**Task set**.
1. According to the data drift page, when does data drift occur?
2. Quote the data drift page, everything from "Data drift occurs" down to "to catch it.".

====== Reading text ======

Mahamudul Hasan Rubel
HomeBlogCoursesAboutProjectsSkillsExperiencePhotosContact
Mahamudul Hasan Rubel

Senior Software Engineer crafting high-performance web applications and SaaS platforms.

Navigation

  • Home
  • Blog
  • Courses
  • About
  • Projects
  • Skills
  • Experience
  • Photos
  • Contact

Get in Touch

Available for senior/lead roles and consulting.

bd.mhrubel@gmail.comHire Me

© 2026 Mahamudul Hasan Rubel. All rights reserved.

Built with using Next.js 16 & Tailwind v4

Back to Blog
Lesson 42 of the Intermediate Machine Learning: Real-World Pipelines course
AI/MLJune 26, 20264 min read

Monitoring Data Drift: A Practical Guide for ML Engineers

Data drift occurs when production data shifts away from your training baseline. Learn to calculate the Population Stability Index and set up alerts to catch it.

====== Given information ======

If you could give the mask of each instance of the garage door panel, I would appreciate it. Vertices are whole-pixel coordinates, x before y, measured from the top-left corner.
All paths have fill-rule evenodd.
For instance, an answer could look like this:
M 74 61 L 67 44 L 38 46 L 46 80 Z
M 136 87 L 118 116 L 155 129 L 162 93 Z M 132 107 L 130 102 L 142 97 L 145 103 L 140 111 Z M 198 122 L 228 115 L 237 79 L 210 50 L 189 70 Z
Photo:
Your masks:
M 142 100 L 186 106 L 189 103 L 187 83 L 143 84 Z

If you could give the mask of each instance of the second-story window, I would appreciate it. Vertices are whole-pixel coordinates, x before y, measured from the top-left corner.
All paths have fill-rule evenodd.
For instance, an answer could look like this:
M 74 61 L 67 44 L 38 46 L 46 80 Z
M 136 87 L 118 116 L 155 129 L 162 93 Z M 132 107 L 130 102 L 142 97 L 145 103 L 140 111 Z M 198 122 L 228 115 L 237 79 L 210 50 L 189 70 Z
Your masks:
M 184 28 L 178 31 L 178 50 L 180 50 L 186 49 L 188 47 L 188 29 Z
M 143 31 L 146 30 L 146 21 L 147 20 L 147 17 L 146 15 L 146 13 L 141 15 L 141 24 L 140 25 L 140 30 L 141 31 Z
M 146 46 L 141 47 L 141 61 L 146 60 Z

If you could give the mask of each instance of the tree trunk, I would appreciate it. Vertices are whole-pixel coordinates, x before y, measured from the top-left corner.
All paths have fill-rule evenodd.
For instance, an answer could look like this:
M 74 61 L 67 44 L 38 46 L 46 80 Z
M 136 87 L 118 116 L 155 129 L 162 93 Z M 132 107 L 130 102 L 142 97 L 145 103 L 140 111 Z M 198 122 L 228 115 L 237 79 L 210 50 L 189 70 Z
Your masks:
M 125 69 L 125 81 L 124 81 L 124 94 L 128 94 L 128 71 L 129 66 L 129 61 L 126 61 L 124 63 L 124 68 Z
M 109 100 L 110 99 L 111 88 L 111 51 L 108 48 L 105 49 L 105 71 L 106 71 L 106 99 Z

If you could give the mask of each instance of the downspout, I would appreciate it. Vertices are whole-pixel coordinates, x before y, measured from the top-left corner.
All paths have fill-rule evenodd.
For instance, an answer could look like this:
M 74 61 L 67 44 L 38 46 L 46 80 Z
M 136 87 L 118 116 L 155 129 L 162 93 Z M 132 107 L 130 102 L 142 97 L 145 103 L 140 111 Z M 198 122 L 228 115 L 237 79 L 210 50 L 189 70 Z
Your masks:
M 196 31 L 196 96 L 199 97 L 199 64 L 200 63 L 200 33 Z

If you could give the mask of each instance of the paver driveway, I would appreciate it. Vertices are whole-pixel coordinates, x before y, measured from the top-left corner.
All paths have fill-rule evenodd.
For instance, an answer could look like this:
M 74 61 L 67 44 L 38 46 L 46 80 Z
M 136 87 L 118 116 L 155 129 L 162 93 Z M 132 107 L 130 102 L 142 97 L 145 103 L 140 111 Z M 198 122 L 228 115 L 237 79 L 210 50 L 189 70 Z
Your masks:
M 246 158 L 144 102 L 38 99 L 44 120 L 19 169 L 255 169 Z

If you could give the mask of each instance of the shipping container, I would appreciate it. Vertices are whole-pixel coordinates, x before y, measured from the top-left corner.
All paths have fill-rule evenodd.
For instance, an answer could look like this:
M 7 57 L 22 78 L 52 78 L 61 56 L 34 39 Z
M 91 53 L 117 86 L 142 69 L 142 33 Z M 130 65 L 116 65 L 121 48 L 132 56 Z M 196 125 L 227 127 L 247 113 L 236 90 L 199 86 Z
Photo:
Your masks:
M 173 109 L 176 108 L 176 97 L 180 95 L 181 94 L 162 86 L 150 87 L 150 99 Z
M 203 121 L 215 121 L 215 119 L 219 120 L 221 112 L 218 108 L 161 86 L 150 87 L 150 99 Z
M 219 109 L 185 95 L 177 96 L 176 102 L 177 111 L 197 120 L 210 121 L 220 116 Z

======

**The replies**.
1. Data drift occurs when production data shifts away from the training baseline.

2.
Data drift occurs when production data shifts away from your training baseline. Learn to calculate the Population Stability Index and set up alerts to catch it.